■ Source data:
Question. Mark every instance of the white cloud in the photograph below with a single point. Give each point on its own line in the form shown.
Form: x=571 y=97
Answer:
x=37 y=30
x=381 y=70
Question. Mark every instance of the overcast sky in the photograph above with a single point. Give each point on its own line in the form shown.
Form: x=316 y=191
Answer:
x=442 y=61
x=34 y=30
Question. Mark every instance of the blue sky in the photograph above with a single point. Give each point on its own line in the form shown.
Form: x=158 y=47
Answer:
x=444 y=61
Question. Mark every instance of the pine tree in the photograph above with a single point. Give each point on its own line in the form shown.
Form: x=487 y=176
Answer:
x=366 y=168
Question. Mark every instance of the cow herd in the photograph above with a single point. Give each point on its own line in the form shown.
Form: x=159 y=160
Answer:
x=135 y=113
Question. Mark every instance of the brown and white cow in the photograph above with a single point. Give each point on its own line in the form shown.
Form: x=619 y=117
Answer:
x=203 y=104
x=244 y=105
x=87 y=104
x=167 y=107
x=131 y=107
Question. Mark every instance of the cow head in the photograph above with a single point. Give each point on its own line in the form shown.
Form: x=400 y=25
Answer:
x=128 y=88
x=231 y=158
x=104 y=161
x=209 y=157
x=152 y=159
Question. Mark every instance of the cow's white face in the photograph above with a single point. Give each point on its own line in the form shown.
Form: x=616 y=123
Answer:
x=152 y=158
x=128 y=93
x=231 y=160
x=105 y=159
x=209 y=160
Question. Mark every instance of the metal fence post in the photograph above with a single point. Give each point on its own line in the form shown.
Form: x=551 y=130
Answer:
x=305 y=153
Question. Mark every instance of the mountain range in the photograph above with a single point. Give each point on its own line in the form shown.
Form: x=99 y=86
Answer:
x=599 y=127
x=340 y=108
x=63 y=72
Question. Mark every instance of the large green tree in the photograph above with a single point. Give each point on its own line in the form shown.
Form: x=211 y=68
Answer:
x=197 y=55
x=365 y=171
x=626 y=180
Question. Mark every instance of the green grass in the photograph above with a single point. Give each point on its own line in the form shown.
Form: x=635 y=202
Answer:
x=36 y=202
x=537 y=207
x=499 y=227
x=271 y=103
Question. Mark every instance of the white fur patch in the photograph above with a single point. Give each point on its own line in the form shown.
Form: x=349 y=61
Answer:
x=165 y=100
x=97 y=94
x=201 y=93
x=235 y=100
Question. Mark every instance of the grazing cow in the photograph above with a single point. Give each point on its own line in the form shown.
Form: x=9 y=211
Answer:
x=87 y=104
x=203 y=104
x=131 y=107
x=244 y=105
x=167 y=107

■ TO DO: Each of the records is to be written out again without alteration.

■ REPLY:
Question. Mark every instance of the white cloud in the photograph below with a single point. Give each point on its own line in the form shown.
Form: x=571 y=97
Answer:
x=37 y=30
x=381 y=70
Question. Mark every instance of the overcast sky in the photograph above with a single point. Give each point on its own line in the form shown.
Form: x=316 y=191
Answer:
x=442 y=61
x=34 y=30
Question. Mark every instance of the blue sky in the photograph above with a single point. Give each point on its own line in the form shown.
Form: x=158 y=47
Answer:
x=444 y=61
Question. Mark every instance of the pine tree in the photograph above with a single point. Give each point on its own line in the form shown.
Form: x=487 y=176
Answer:
x=366 y=168
Question. Mark every instance of the cow herd in the photograph above with a single point. Give each point on its own line in the form shown.
Form: x=159 y=160
Answer:
x=135 y=113
Question. Mark every instance of the brown and white cow in the photograph above with a single point. Give each point on its own line in the form shown.
Form: x=619 y=117
Answer:
x=203 y=104
x=244 y=105
x=87 y=104
x=167 y=107
x=131 y=107
Question. Mark every instance of the cow head in the photograph above with a single point. Give each point on its own line in the form shown.
Form: x=400 y=25
Answer:
x=128 y=88
x=231 y=158
x=104 y=161
x=209 y=157
x=152 y=159
Question. Mark every instance of the cow's white face in the photograph above with a single point. Give each point on its own line in the form shown.
Form: x=616 y=123
Answer:
x=152 y=158
x=128 y=93
x=231 y=160
x=105 y=159
x=209 y=160
Question. Mark every instance of the metal fence post in the photograph above with a single point. Give each point on its own line in the form shown.
Form: x=551 y=130
Answer:
x=305 y=153
Question. Mark every instance of the mountain range in the photograph above with a single point. Give each point on its own line in the form shown.
Form: x=99 y=86
Answer:
x=599 y=127
x=340 y=108
x=63 y=72
Question. Mark every instance of the large green tree in the photograph above with a single point. Give each point on its own line in the form shown.
Form: x=211 y=68
Answer:
x=197 y=55
x=365 y=171
x=626 y=180
Question. Mark every instance of the green grass in the photograph above with a single point. Give each point on its own line in the form shown.
Form: x=635 y=202
Answer:
x=36 y=202
x=537 y=207
x=499 y=227
x=271 y=103
Question. Mark every instance of the white fur patch in the photograph above with a single point. Give each point on its own line in the form shown.
Form: x=349 y=61
Answer:
x=165 y=100
x=97 y=94
x=201 y=93
x=235 y=100
Question. Mark every instance of the grazing cow in the photograph above with a single point. Give each point on its own line in the form shown.
Form: x=9 y=211
Answer:
x=87 y=104
x=203 y=104
x=131 y=107
x=244 y=105
x=167 y=107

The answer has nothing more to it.